[What is expected]
Gather every line in the records below that contains the word "handrail", and copy each one out in full.

--- BEGIN ---

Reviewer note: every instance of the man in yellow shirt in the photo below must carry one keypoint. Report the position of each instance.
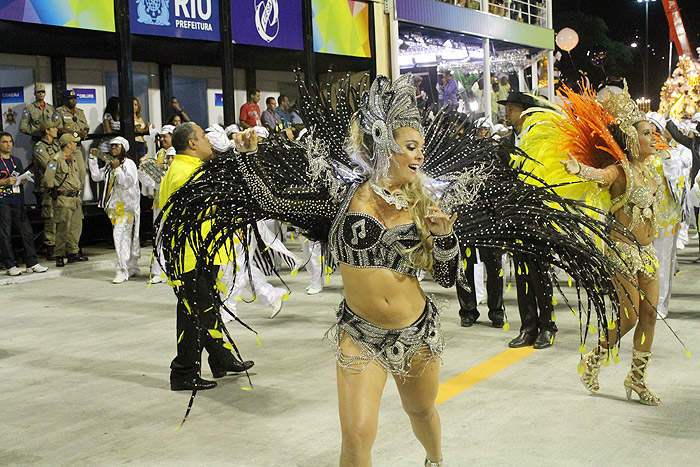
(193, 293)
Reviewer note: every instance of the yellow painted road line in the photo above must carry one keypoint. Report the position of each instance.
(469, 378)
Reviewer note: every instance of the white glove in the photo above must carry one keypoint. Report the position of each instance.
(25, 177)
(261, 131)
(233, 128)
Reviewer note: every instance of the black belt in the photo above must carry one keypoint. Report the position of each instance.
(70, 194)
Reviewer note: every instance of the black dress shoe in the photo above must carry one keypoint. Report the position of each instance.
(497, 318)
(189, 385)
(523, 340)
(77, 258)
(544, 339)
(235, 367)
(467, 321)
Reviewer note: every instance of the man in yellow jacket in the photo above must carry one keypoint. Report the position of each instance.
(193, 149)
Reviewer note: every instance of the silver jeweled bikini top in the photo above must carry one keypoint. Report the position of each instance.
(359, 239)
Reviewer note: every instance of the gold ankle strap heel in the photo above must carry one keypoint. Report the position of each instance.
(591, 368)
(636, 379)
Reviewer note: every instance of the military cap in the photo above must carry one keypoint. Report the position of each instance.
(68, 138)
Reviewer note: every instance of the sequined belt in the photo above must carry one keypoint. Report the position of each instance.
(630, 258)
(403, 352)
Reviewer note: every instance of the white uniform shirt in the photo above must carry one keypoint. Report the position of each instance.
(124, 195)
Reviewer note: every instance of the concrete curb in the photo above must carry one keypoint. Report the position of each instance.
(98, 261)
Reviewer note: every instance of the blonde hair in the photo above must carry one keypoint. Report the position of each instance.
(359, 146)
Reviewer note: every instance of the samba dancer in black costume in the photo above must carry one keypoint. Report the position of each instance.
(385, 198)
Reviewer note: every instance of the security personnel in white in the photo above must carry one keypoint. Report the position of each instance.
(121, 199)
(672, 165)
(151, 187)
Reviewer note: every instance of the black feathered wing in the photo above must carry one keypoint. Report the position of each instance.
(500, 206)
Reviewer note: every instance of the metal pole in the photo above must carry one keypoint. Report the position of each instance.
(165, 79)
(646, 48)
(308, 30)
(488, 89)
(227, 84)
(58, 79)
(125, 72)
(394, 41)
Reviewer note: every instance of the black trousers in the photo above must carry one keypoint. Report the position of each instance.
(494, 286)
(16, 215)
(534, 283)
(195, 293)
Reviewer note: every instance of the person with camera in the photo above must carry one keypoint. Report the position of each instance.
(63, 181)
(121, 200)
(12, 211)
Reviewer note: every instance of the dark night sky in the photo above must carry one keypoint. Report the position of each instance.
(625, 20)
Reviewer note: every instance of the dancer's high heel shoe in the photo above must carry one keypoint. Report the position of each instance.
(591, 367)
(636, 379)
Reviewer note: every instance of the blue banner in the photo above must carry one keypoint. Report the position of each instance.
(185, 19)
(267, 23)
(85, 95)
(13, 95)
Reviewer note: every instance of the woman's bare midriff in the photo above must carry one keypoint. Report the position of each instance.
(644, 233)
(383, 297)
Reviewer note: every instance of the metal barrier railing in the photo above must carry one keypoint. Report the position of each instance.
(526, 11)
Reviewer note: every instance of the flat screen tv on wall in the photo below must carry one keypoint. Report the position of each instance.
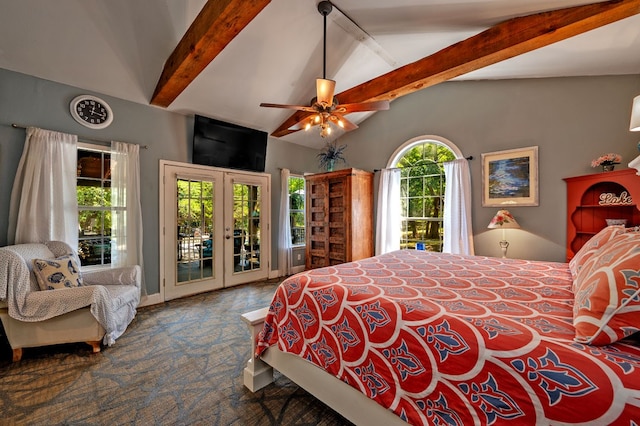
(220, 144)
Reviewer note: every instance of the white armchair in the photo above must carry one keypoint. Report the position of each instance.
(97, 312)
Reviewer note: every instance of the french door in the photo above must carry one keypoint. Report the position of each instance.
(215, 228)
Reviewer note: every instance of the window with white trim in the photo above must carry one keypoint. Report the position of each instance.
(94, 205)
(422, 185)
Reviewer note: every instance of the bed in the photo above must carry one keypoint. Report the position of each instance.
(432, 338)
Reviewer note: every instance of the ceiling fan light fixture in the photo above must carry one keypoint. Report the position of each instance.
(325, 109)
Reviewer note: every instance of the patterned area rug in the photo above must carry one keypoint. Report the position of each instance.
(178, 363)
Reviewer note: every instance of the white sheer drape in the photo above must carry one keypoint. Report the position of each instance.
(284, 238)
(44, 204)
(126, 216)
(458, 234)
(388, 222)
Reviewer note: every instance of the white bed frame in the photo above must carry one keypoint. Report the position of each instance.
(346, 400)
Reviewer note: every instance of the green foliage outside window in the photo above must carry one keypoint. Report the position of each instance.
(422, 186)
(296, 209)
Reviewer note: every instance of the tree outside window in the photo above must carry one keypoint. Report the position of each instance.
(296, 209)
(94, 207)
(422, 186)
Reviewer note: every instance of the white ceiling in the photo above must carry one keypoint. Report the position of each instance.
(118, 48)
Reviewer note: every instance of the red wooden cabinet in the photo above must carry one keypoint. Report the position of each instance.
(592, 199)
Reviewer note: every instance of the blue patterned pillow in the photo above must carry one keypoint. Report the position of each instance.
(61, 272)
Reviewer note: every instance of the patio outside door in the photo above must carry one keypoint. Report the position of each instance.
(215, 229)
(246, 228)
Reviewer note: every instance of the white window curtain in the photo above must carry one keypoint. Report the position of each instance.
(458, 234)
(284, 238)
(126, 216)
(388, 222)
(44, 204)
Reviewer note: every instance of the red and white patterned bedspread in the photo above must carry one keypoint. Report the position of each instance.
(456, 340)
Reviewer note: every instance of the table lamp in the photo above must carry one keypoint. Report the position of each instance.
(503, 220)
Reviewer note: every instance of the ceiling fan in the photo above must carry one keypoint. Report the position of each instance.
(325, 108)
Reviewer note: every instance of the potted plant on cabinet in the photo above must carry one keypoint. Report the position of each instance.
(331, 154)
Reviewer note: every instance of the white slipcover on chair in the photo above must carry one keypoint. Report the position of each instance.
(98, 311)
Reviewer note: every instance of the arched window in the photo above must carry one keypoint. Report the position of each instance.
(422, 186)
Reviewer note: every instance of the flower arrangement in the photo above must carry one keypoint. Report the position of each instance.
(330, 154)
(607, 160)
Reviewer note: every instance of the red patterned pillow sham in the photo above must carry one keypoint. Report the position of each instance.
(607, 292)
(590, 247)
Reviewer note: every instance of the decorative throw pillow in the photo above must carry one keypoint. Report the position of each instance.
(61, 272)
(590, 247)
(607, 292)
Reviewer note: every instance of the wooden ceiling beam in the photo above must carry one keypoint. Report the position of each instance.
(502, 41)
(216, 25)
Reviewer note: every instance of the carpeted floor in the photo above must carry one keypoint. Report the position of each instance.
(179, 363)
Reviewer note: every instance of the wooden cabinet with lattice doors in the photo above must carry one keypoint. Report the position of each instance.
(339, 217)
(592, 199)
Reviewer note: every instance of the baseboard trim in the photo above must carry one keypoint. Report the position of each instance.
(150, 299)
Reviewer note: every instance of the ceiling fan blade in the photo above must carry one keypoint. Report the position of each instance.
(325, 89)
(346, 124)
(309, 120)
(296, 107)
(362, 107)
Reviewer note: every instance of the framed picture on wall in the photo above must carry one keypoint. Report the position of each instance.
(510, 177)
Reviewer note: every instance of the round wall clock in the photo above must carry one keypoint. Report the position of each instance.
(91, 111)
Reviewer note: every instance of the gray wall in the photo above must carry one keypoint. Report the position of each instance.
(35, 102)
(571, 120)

--- END ---
--- BEGIN ---

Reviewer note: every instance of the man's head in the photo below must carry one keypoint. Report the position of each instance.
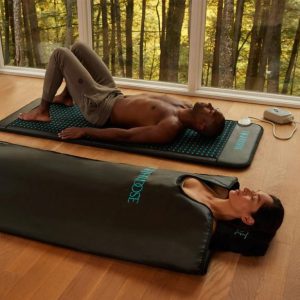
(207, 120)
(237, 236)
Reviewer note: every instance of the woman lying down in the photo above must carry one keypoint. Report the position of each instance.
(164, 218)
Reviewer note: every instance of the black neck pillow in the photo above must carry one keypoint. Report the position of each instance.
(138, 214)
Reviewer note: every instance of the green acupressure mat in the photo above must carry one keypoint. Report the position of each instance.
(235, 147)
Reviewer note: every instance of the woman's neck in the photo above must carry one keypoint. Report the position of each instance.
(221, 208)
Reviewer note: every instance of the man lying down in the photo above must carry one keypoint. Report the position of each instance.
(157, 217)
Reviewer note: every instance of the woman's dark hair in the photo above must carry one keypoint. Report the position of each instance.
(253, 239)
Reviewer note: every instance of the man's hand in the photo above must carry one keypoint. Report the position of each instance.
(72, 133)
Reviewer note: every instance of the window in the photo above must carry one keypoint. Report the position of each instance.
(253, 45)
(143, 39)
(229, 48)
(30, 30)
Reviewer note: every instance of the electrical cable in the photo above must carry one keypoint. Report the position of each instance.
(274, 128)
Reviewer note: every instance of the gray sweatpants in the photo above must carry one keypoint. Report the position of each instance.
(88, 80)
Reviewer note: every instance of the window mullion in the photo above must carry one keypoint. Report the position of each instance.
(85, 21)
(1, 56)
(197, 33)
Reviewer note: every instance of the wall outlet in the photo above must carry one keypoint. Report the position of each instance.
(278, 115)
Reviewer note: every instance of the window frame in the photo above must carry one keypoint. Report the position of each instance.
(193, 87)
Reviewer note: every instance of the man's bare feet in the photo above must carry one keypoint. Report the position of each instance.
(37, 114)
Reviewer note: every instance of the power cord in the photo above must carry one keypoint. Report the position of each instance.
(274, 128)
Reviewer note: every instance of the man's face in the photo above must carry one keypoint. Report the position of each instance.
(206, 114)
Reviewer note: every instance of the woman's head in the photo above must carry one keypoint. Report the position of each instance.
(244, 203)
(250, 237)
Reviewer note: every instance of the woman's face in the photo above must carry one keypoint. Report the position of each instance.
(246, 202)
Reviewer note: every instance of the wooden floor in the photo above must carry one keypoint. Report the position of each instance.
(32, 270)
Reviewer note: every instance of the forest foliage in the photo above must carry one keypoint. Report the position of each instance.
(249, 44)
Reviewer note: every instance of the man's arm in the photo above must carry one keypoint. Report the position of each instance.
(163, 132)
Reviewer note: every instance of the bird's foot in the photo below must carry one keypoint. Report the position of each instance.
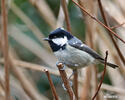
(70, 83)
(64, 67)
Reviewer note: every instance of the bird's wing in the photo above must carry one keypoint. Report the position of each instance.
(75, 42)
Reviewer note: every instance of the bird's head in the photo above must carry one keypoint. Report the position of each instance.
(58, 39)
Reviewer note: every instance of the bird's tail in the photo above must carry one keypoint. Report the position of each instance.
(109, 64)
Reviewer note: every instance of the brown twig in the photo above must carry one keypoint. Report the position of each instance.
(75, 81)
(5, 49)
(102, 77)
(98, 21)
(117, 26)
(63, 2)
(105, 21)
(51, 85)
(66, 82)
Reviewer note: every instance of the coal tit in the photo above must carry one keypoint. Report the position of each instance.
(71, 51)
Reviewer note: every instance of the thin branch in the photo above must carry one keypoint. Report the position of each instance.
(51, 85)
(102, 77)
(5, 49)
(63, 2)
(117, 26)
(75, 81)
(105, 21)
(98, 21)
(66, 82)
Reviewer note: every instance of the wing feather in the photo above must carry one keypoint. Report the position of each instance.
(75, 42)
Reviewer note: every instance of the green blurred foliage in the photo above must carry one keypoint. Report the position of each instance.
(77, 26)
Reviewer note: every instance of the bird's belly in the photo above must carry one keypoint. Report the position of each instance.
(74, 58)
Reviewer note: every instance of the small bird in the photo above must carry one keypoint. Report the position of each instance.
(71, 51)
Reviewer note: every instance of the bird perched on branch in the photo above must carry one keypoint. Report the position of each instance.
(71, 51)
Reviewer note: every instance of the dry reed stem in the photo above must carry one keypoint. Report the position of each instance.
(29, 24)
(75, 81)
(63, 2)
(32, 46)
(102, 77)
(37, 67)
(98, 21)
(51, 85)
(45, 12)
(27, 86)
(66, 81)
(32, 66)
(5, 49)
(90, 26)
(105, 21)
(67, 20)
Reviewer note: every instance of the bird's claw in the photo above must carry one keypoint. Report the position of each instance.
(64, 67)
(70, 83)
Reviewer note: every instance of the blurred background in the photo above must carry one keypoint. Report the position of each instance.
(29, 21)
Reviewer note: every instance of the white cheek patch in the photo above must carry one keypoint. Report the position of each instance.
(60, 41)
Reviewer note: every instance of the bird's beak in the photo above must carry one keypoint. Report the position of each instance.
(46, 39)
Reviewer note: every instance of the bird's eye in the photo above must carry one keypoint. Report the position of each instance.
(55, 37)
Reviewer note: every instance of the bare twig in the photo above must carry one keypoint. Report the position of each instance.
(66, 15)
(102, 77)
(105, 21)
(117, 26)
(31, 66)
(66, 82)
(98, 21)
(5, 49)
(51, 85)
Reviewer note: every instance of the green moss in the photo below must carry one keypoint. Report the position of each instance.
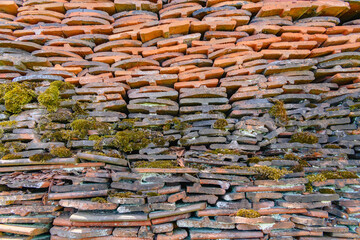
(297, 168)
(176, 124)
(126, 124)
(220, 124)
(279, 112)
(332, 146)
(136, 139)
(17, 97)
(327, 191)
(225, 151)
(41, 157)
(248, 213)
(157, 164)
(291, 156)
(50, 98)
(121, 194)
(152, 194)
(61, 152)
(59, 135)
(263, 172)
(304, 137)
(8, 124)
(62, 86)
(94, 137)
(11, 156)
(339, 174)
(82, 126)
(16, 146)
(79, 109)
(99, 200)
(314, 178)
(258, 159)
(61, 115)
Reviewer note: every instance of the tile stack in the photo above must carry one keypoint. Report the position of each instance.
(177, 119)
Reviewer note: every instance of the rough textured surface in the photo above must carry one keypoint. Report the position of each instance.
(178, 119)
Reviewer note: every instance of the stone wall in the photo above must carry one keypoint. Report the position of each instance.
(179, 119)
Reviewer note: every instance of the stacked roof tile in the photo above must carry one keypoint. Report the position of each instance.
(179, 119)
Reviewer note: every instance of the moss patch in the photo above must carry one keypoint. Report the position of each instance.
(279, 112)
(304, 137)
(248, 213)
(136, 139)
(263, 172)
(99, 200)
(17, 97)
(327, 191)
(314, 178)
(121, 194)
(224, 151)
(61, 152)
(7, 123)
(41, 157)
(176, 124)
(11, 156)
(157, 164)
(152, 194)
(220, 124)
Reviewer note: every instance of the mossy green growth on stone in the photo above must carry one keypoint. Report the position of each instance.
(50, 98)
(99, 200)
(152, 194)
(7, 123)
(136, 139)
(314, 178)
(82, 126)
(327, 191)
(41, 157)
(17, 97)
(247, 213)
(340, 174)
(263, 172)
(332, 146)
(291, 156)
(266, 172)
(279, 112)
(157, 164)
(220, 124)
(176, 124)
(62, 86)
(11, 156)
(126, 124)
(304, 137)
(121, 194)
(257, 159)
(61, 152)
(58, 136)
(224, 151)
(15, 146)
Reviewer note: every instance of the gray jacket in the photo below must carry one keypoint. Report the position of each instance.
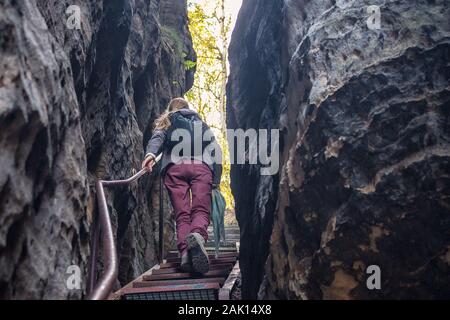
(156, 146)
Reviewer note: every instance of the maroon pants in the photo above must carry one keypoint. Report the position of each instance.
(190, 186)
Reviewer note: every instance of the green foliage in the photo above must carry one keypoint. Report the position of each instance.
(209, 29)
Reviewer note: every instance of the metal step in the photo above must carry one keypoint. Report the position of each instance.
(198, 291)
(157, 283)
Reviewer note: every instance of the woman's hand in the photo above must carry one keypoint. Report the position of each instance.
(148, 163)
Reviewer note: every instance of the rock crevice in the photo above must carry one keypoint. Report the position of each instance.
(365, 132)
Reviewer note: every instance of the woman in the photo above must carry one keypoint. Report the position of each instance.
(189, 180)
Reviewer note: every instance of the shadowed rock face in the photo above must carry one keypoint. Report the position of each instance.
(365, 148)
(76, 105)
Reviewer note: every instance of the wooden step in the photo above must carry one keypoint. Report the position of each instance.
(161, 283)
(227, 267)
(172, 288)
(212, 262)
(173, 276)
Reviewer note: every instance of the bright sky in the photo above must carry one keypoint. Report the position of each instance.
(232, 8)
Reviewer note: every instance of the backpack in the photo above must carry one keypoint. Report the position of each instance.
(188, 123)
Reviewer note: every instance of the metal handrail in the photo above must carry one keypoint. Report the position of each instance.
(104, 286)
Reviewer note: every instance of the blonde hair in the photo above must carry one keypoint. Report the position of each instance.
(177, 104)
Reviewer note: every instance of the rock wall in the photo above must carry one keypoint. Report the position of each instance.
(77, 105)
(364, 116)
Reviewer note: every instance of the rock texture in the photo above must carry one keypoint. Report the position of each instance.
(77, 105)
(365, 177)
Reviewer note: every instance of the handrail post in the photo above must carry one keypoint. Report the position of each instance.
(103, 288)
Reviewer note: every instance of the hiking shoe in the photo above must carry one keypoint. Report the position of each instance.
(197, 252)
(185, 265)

--- END ---
--- BEGIN ---

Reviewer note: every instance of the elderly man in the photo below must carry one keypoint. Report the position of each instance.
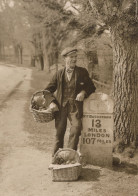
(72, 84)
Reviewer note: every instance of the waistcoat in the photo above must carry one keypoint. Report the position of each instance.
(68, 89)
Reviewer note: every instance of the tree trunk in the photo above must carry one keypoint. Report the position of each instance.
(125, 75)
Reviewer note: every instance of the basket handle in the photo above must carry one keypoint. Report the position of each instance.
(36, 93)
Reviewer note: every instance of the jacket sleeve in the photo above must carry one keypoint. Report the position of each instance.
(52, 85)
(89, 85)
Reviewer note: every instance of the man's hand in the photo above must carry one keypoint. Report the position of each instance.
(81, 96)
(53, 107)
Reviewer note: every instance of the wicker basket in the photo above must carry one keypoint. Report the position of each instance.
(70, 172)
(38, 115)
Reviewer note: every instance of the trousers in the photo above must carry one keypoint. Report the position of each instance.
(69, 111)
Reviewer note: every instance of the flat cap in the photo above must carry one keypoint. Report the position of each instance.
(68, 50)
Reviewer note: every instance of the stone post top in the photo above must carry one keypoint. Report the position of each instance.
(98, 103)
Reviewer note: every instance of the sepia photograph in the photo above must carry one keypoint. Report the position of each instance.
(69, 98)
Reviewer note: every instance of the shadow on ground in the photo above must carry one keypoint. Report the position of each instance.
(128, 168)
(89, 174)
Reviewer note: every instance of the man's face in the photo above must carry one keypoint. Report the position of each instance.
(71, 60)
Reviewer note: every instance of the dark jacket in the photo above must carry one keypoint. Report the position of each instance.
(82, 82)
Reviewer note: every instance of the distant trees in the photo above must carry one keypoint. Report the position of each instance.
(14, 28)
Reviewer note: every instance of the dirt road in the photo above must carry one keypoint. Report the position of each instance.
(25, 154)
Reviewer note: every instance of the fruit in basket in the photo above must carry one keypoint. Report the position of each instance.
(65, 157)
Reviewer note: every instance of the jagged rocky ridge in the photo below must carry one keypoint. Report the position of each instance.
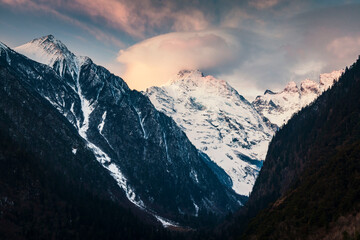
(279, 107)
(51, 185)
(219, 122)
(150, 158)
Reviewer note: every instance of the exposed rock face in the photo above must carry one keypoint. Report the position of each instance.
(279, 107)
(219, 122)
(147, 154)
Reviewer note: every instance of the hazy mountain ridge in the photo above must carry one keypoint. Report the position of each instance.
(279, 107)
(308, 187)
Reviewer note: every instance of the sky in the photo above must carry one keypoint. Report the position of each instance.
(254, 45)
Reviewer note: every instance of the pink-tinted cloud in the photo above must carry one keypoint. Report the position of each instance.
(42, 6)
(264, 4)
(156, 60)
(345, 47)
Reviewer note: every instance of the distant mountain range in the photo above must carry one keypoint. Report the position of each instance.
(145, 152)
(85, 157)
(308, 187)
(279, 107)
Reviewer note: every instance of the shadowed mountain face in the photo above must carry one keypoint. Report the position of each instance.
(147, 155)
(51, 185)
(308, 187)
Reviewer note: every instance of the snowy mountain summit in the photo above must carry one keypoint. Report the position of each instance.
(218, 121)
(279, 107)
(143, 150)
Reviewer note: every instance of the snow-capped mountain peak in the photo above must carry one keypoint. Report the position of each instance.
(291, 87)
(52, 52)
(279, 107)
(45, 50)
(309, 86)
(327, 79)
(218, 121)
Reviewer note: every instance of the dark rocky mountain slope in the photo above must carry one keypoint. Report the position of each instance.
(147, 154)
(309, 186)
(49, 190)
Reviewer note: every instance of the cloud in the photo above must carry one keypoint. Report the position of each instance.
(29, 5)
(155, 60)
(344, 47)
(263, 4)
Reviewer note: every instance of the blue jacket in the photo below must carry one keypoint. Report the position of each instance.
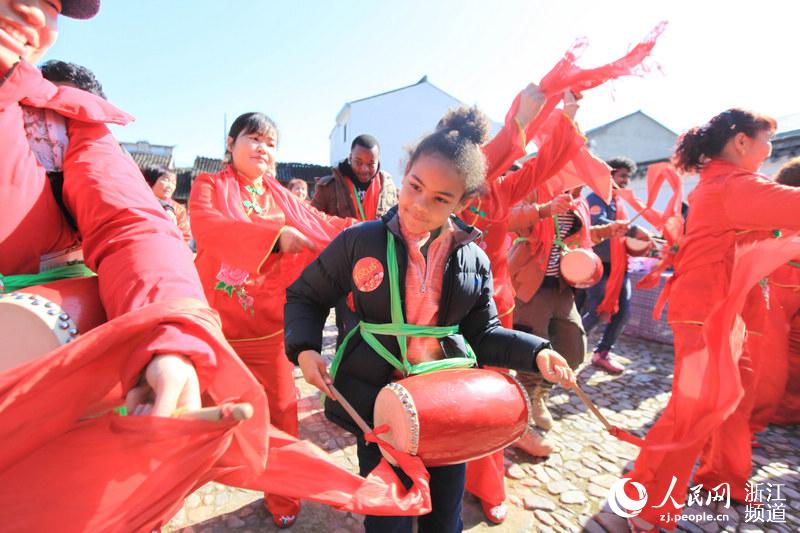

--- END ---

[Solution for this task]
Reviewer note: every instance of the metal handrail in the photo above must carry one keypoint. Report the position of each instance.
Reviewer note: every instance of the handrail post in the photo above must carry one keypoint. Report the position of each instance.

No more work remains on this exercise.